* [Short task 1]:
Answer these from the article on nonlinear metamaterials below:
(a) What does the product of the permittivity and permeability give?
(b) What kind of refractive index can nonlinear metamaterials produce, unlike natural materials?
(c) What does the hysteresis-type dependence of the magnetic permeability on the field intensity allow?

* [Page extract]:
####
= Nonlinear metamaterial =

A nonlinear metamaterial is an artificially constructed material that can exhibit properties not yet found in nature. Its response to electromagnetic radiation can be characterized by its permittivity and material permeability. The product of the permittivity and permeability results in the refractive index. Unlike natural materials, nonlinear metamaterials can produce a negative refractive index. These can also produce a more pronounced nonlinear response than naturally occurring materials.

Nonlinear metamaterials are a periodic, nonlinear, transmission medium. These are a type of negative index metamaterial where the nonlinearity is available because the microscopic electric field of the inclusions can be larger than the macroscopic electric field of the electromagnetic (EM) source. This then becomes a useful tool which allows for enhancing the nonlinear behavior of the metamaterial. A dominant nonlinear response, however, can be derived from the hysteresis-type dependence of the material's magnetic permeability on the magnetic component of the incident electromagnetic wave (light) propagating through the material. Furthermore, the hysteresis-type dependence of the magnetic permeability on the field intensity allows changing the material from left to right-handed and back.
####
* [Supplied data]:
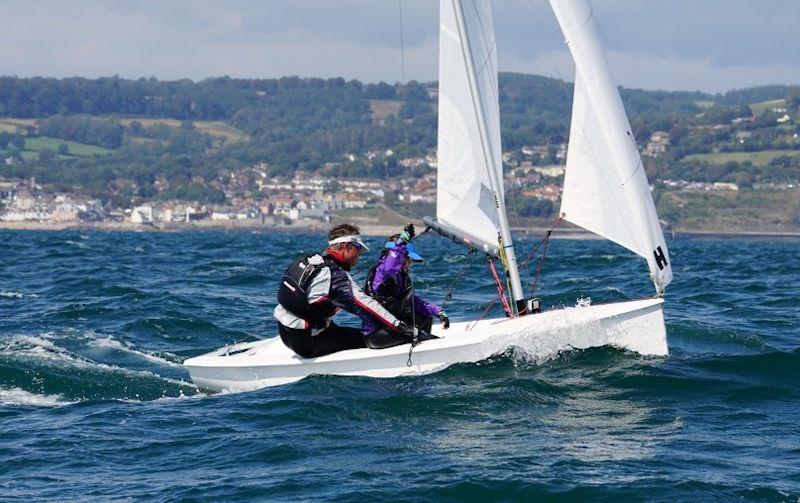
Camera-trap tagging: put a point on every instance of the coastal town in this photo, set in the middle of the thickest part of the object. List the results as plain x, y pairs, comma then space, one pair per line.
253, 197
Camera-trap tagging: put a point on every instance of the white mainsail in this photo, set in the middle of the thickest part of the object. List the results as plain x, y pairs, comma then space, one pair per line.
470, 196
605, 186
465, 193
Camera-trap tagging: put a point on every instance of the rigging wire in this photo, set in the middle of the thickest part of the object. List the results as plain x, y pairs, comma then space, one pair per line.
402, 43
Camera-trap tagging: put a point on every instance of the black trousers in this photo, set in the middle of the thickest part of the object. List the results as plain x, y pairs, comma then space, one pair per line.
332, 339
384, 338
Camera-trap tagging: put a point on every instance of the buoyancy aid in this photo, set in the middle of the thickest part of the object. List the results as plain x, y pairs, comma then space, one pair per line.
401, 305
293, 290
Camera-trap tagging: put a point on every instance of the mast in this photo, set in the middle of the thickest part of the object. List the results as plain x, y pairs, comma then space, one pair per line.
490, 157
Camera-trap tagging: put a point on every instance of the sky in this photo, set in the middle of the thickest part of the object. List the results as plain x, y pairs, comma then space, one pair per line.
706, 45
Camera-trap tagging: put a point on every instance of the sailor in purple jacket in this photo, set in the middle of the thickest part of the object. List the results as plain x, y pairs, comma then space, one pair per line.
389, 283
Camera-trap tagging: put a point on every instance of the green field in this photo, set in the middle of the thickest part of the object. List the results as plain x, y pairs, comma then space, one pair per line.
750, 210
213, 128
35, 145
761, 158
760, 108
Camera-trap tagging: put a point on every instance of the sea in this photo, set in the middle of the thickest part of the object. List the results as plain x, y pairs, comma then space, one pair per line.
95, 404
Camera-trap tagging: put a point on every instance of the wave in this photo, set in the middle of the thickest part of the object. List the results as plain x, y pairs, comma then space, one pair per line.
18, 396
18, 295
126, 347
38, 363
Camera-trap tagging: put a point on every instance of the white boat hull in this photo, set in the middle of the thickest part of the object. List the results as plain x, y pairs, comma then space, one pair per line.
634, 325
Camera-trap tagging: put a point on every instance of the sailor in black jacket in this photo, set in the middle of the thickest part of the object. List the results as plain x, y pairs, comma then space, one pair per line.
315, 287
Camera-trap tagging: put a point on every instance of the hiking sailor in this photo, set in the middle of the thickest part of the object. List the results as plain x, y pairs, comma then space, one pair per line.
315, 287
389, 282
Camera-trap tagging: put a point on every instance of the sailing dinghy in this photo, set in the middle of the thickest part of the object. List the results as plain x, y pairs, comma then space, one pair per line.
605, 191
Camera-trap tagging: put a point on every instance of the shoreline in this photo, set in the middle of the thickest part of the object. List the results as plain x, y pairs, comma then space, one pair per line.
366, 229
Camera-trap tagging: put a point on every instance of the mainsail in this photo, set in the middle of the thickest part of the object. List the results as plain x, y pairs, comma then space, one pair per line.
605, 186
465, 193
470, 197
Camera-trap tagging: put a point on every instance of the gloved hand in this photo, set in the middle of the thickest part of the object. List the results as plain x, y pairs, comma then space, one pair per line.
445, 320
407, 330
407, 234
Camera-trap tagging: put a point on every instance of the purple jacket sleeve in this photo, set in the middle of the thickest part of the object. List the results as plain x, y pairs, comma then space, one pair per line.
390, 267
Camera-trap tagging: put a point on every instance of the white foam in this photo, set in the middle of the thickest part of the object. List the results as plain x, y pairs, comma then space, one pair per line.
39, 348
111, 343
18, 295
18, 396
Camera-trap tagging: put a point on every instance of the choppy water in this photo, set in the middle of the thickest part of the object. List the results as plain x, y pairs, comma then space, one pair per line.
94, 404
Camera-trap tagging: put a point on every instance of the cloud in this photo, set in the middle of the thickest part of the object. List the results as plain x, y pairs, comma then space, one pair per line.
712, 45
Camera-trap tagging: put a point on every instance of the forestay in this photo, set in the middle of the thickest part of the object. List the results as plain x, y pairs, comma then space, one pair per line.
465, 199
605, 186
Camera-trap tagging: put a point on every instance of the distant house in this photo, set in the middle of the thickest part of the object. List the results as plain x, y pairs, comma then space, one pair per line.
553, 170
317, 214
658, 144
144, 214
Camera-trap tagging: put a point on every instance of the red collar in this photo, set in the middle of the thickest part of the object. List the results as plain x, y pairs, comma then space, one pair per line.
337, 257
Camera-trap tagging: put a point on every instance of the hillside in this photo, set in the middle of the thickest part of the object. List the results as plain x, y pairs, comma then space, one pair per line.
131, 140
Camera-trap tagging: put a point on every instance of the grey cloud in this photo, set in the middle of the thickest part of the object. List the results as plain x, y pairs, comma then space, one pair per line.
679, 44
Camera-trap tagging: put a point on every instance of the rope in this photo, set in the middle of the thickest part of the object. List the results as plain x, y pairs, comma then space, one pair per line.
402, 43
500, 292
545, 241
467, 263
415, 337
500, 296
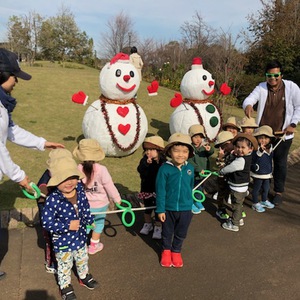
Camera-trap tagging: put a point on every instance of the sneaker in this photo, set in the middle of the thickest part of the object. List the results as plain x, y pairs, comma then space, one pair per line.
196, 210
277, 200
221, 213
177, 261
166, 260
146, 228
68, 293
89, 282
95, 248
267, 204
228, 225
258, 207
50, 269
157, 233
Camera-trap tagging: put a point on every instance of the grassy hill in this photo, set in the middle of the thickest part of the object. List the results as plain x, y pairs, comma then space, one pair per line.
45, 109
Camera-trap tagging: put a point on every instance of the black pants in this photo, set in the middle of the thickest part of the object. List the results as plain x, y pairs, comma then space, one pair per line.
174, 229
280, 164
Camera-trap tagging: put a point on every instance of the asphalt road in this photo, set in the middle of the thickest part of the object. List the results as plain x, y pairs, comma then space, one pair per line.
261, 261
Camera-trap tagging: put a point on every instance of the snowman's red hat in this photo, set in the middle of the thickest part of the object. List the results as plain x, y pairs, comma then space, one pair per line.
197, 63
120, 57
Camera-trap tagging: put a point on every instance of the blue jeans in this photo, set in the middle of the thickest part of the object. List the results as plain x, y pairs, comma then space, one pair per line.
264, 186
174, 229
280, 164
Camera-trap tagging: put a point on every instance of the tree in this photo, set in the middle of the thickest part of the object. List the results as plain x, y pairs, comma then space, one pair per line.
119, 36
60, 39
275, 35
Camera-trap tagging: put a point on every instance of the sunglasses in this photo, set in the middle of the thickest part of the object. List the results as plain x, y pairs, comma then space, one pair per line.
270, 75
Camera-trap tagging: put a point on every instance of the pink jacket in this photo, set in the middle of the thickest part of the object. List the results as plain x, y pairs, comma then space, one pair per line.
101, 188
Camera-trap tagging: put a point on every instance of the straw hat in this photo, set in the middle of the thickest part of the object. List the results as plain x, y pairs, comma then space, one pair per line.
153, 142
223, 136
248, 122
62, 169
180, 139
247, 136
89, 149
231, 121
57, 153
264, 130
196, 129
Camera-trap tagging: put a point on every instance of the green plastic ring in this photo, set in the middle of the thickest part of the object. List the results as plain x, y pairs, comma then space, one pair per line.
127, 210
35, 195
198, 192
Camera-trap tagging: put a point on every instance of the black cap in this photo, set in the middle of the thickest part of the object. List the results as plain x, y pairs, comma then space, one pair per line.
9, 63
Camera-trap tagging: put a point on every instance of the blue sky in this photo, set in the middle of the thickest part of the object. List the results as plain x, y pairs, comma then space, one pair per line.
158, 19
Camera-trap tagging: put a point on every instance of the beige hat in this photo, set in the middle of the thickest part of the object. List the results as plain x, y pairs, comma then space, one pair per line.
196, 129
247, 136
231, 121
180, 139
153, 142
248, 122
264, 130
89, 149
62, 169
58, 153
223, 136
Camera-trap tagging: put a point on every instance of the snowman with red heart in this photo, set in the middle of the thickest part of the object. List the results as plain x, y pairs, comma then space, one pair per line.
116, 121
193, 105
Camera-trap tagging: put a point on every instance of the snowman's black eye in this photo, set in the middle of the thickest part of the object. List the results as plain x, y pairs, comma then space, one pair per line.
118, 72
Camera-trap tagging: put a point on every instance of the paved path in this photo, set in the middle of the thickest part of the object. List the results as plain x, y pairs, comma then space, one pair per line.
261, 261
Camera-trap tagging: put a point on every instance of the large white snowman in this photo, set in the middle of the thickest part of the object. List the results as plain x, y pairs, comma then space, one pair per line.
196, 87
115, 120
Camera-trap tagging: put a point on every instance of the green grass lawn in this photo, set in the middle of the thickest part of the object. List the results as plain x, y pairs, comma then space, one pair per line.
45, 109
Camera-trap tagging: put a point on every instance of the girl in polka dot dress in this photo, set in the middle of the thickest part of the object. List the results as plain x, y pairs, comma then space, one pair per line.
66, 215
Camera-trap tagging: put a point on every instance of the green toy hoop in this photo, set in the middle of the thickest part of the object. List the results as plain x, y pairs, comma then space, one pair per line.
35, 195
198, 192
127, 210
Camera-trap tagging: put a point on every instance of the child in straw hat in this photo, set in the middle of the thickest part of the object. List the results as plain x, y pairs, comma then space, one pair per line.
148, 167
50, 260
200, 160
174, 185
232, 126
248, 125
262, 168
65, 215
237, 174
99, 187
225, 146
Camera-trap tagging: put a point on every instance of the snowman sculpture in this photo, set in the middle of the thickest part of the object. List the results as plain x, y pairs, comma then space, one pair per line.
193, 104
116, 121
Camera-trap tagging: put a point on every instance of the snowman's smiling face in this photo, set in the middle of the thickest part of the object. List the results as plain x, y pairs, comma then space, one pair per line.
197, 84
119, 81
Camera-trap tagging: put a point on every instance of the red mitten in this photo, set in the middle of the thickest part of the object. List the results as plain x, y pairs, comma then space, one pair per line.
225, 89
176, 101
80, 98
152, 89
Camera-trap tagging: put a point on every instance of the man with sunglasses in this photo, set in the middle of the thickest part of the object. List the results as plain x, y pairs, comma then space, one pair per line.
278, 105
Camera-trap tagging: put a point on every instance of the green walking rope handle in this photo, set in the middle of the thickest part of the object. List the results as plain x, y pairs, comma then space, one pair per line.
127, 210
37, 192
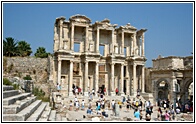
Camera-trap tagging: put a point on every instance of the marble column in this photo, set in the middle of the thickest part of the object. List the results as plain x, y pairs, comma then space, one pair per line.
128, 80
112, 80
135, 83
70, 78
112, 45
59, 71
72, 38
143, 79
122, 79
122, 42
86, 79
97, 43
143, 44
60, 35
132, 45
86, 41
96, 76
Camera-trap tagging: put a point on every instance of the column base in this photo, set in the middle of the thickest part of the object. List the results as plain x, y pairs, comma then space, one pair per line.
122, 94
85, 93
112, 94
70, 93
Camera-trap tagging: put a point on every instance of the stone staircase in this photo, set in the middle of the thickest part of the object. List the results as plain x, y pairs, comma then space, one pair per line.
25, 107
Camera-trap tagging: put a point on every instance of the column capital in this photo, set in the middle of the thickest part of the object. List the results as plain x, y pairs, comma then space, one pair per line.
112, 63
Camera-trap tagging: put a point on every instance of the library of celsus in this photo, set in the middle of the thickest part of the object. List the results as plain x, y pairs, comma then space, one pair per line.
97, 56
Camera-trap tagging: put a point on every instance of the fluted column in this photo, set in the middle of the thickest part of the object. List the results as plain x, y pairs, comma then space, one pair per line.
135, 84
134, 44
86, 79
61, 34
97, 43
72, 37
128, 80
112, 45
122, 42
112, 80
122, 79
143, 44
96, 76
70, 78
59, 71
143, 79
86, 41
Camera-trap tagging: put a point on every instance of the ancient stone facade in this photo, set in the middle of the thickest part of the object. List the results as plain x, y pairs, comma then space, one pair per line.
99, 55
170, 78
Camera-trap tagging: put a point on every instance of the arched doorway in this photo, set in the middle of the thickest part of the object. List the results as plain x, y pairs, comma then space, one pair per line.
162, 90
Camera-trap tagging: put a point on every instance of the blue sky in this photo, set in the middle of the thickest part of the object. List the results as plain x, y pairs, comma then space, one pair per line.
170, 25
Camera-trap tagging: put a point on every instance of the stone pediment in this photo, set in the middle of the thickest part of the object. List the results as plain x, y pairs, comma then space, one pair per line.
105, 24
80, 19
128, 26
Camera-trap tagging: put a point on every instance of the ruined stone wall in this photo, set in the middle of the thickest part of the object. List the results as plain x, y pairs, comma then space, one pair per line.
38, 69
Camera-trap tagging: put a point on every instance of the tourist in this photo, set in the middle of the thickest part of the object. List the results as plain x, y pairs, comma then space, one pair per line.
77, 105
104, 91
93, 92
141, 114
116, 91
120, 105
159, 114
82, 105
104, 113
70, 106
124, 99
167, 116
137, 115
128, 104
58, 87
89, 110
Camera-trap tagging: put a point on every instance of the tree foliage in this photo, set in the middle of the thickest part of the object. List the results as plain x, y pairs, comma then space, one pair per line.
41, 53
24, 49
9, 47
13, 48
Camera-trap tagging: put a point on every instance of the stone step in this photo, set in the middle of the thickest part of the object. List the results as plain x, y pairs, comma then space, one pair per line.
13, 99
18, 106
52, 116
6, 87
37, 114
45, 115
10, 93
24, 114
58, 117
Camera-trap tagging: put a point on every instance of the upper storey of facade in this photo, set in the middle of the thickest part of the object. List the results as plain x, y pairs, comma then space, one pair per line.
78, 36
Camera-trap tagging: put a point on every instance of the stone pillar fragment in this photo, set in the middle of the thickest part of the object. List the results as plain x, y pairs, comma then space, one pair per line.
97, 43
86, 41
143, 80
122, 79
96, 76
59, 71
135, 84
72, 37
71, 78
86, 79
112, 80
143, 44
122, 42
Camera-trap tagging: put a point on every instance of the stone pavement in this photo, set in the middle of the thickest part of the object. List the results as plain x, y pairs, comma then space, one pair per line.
124, 115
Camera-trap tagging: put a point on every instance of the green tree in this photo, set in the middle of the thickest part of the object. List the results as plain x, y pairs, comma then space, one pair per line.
24, 49
9, 47
41, 53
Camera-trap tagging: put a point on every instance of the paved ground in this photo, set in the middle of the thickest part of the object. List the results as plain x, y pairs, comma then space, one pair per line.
123, 115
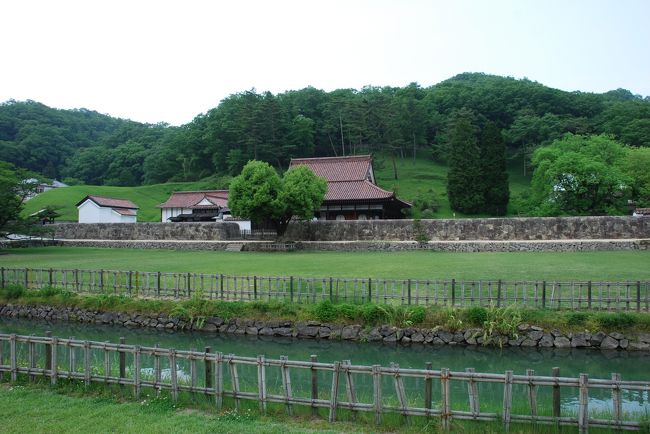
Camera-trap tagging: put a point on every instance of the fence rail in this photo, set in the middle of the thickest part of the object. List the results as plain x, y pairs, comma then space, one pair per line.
408, 392
622, 295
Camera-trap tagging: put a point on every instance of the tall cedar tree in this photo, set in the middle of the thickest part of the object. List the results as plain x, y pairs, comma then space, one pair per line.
494, 176
464, 181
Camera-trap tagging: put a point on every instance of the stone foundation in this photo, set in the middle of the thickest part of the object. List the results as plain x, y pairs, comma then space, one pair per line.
528, 335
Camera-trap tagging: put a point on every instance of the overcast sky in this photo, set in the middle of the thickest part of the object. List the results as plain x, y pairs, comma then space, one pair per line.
168, 61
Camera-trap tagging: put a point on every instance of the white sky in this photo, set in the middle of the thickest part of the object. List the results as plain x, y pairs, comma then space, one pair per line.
168, 61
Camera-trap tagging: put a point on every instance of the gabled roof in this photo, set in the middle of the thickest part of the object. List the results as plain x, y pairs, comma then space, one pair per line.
334, 169
109, 202
197, 199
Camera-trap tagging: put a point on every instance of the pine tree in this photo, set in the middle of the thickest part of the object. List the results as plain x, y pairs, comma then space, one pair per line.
493, 172
464, 181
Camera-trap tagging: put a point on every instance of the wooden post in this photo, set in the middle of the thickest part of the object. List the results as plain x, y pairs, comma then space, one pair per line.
218, 381
445, 395
48, 353
173, 374
556, 393
376, 386
261, 382
349, 387
453, 292
87, 366
291, 288
136, 373
234, 376
616, 399
157, 374
499, 293
532, 393
583, 406
428, 389
208, 370
400, 392
122, 361
472, 392
507, 400
13, 357
286, 384
72, 360
314, 382
32, 360
334, 395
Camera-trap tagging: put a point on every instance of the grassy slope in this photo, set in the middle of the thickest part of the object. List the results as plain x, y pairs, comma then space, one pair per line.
419, 177
414, 178
146, 197
621, 265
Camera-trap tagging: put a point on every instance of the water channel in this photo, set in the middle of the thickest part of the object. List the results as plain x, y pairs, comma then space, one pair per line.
572, 362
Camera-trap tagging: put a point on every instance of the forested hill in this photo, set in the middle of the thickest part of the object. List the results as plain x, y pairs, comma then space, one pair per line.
97, 149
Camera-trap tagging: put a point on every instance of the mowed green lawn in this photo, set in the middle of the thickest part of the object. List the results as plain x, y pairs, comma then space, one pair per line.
596, 266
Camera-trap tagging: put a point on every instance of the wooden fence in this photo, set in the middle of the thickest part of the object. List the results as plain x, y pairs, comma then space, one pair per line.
220, 376
626, 296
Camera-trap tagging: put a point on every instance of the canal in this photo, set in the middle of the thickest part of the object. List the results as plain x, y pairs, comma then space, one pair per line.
572, 362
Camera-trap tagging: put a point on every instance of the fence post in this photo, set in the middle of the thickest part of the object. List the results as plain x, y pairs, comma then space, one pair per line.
408, 288
122, 357
291, 288
314, 385
428, 389
453, 292
583, 409
48, 352
556, 393
208, 370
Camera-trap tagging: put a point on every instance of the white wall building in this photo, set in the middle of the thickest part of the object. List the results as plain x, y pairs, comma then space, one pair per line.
98, 209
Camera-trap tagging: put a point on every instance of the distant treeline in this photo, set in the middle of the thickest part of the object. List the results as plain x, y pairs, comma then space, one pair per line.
93, 148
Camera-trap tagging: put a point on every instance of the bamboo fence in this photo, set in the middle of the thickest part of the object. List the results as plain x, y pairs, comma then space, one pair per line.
621, 296
221, 377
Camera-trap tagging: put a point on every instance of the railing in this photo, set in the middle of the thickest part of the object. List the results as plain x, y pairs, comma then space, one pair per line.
354, 388
622, 295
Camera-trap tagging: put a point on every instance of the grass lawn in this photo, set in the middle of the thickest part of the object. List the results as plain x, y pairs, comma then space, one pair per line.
596, 266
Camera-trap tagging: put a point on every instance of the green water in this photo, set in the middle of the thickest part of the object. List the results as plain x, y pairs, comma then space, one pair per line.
572, 362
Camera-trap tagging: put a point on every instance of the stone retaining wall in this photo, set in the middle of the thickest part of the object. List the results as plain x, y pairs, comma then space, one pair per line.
146, 231
492, 229
528, 336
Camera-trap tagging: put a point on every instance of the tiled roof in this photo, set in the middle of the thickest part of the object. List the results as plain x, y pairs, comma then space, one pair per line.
124, 211
333, 169
191, 199
355, 190
109, 202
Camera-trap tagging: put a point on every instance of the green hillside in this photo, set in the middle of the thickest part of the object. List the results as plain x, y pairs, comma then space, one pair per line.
146, 197
414, 179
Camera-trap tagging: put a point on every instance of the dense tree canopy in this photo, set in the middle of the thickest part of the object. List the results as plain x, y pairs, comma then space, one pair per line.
260, 194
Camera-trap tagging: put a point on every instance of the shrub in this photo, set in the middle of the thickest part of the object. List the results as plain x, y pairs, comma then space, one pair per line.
476, 315
325, 311
577, 318
12, 292
616, 321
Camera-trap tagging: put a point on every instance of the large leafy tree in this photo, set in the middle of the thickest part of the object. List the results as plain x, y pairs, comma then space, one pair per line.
15, 186
494, 177
464, 183
260, 194
580, 175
####
* [Short task 2]:
Gather every line of the entries above that contains the word "facade".

* [Exercise result 1]:
(a) The refractive index.
(b) A negative refractive index.
(c) Changing the material from left to right-handed and back.

* [Exercise result 2]:
Camera-trap tagging: put a point on every instance of the ancient stone facade in this photo, set in the middle of the thickest part of the object. List the results as plain x, y pairs, comma then space, one pair per line.
Camera-trap tagging: put a point on every instance of the upper storey of facade in this photo, set in the middle of the thickest part of the object. List the results as plain x, y pairs, comma then space, one pair per line.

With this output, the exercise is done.